- RECORDS SHOWN:
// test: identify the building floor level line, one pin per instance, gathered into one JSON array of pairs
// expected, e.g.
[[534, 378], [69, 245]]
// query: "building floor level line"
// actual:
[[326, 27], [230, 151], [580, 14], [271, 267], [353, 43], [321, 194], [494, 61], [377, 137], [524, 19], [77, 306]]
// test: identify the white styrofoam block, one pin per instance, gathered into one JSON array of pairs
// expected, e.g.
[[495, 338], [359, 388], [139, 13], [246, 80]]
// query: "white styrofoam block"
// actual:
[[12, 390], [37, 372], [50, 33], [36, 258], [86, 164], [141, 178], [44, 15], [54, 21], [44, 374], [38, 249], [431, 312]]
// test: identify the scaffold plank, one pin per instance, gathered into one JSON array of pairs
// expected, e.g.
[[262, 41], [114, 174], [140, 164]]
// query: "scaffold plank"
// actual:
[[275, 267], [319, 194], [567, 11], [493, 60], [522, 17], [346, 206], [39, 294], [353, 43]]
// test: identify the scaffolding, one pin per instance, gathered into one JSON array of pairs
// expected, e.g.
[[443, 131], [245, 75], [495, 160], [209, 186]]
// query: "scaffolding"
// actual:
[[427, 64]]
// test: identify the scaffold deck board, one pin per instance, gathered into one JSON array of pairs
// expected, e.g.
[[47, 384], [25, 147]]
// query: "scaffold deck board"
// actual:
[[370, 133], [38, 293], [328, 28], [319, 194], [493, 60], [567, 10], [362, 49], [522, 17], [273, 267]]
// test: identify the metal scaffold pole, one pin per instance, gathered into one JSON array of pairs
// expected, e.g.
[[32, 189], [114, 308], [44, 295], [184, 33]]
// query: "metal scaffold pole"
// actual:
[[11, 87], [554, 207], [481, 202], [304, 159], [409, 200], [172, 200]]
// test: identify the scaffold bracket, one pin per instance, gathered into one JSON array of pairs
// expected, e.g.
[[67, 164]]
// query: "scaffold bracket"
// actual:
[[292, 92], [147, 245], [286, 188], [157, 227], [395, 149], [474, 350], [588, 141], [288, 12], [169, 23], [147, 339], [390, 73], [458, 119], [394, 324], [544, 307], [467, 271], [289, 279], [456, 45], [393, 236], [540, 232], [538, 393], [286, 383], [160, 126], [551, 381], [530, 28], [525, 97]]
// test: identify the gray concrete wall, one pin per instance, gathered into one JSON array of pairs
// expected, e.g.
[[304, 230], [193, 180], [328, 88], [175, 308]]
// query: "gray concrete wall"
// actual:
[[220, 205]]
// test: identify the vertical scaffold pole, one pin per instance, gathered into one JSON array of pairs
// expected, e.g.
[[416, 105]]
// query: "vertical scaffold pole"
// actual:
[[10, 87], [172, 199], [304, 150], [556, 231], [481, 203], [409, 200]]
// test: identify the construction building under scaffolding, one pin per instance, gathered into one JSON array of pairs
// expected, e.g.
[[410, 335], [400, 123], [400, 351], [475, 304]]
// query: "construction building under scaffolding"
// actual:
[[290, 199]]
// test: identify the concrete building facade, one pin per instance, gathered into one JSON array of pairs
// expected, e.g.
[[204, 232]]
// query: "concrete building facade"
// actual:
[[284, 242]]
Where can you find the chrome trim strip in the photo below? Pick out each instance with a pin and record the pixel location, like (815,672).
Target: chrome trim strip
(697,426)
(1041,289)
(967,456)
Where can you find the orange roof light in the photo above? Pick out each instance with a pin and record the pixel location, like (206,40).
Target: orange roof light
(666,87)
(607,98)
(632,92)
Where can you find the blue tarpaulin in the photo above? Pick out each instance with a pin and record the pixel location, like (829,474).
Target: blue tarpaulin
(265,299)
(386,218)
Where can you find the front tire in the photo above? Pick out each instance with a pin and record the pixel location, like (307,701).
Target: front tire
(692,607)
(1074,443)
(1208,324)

- TASK INSTRUCTIONS: Every record must be set down again exactly.

- RESULT OF THE TASK:
// test: identify the building floor level line, one pin per instance, gathered into one JSON array of pairs
// expected, e.g.
[[534, 378], [69, 245]]
// query: "building floor level line"
// actual:
[[326, 27], [230, 151], [580, 14], [271, 267], [353, 43], [321, 194], [494, 61], [377, 137], [524, 19], [77, 306]]
// test: identify the white styrofoam block, one pin per instance, gathered into one JSON array of pairs
// expected, e.g.
[[495, 338], [359, 388], [139, 13], [246, 80]]
// query: "white styrofoam block"
// actual:
[[12, 390], [37, 372], [50, 33], [36, 258], [86, 164], [141, 178], [44, 15], [54, 21], [44, 374], [38, 249], [431, 312]]
// test: identify the scaffold plank, one pin per instance, gathered into one JSON array of pairs
// expected, e.g.
[[262, 41], [114, 174], [140, 164]]
// query: "scaffold plank"
// actual:
[[275, 267], [319, 194], [567, 11], [493, 60], [522, 17], [346, 206], [39, 294], [353, 43]]
// test: identify the scaffolding, one pin per instance, gathered into one JSON array of pairs
// expected, e.g.
[[443, 131], [245, 75], [495, 160], [209, 186]]
// query: "scaffolding"
// actual:
[[427, 64]]
// test: identify the scaffold deck board, one pin per instance, gathered into one JSON array of pairs
// expected, e.g.
[[47, 384], [25, 147]]
// query: "scaffold deck board"
// actual:
[[370, 133], [38, 293], [328, 28], [319, 194], [493, 60], [567, 10], [362, 49], [522, 17], [273, 267]]
// test: identify the metal scaffold pole, one pin per instance, gathered into one JSON array of pairs
// expected, e.g.
[[32, 189], [114, 308], [44, 295], [184, 33]]
// query: "metal scaffold pole"
// actual:
[[11, 87], [554, 207], [481, 202], [304, 159], [409, 200], [172, 200]]
// test: identify the scaffold bracket, one pin per instance, gathered into one JSON array of pairs
// expected, e.g.
[[67, 164]]
// query: "scaffold bracket"
// actual:
[[292, 92], [147, 245], [286, 188], [157, 227], [395, 149], [474, 350], [588, 141], [288, 12], [169, 23], [147, 339], [390, 73], [458, 119], [394, 324], [544, 307], [467, 271], [289, 279], [456, 45], [393, 236], [540, 232], [538, 393], [286, 383], [160, 126], [551, 381], [530, 28], [525, 97]]
// test: identify the gray concrete wall, one pin per instance, gathered into one JSON array of pairs
// expected, e.g.
[[304, 230], [193, 180], [328, 88], [175, 308]]
// query: "gray concrete wall"
// actual:
[[220, 205]]
// test: identify the vertical scaffold pole, one pin per instance, gathered into one JSON array of pairs
// expected, e.g.
[[416, 105]]
// query: "vertical scaffold pole"
// actual:
[[10, 87], [172, 199], [304, 150], [556, 231], [481, 203], [409, 200]]
// test: identify the construction building under scaffolding, one pin per instance, gathered into one JSON array of pairs
// expected, e.g.
[[410, 335], [400, 123], [400, 351], [475, 304]]
// query: "construction building under scaffolding"
// actual:
[[290, 199]]
// test: identify the concrete building facade, one pin per instance, gathered into one JSON array of pairs
// expected, e.g.
[[204, 232]]
// query: "concrete building facade"
// actual:
[[284, 242]]
Where can you find the chrome trim strip in the photo below? Pick out each instance with a pin and record the pixel location, like (815,672).
Target: chrome trim strip
(697,426)
(1041,289)
(967,456)
Where can you find the orange roof light in the photo above? Pick out each instance with a pin and record the pixel location, like (206,40).
Target: orange roof light
(666,87)
(607,98)
(632,92)
Where can you find the blue tarpaulin in the photo above? Pick out each instance with a pin and record the pixel location, like (829,474).
Target: blue tarpaulin
(265,299)
(386,218)
Where can you find the front tire in the photo above? Pick out each instance with a pin and record the pixel location, like (307,701).
Target: front tire
(692,607)
(1074,443)
(1208,324)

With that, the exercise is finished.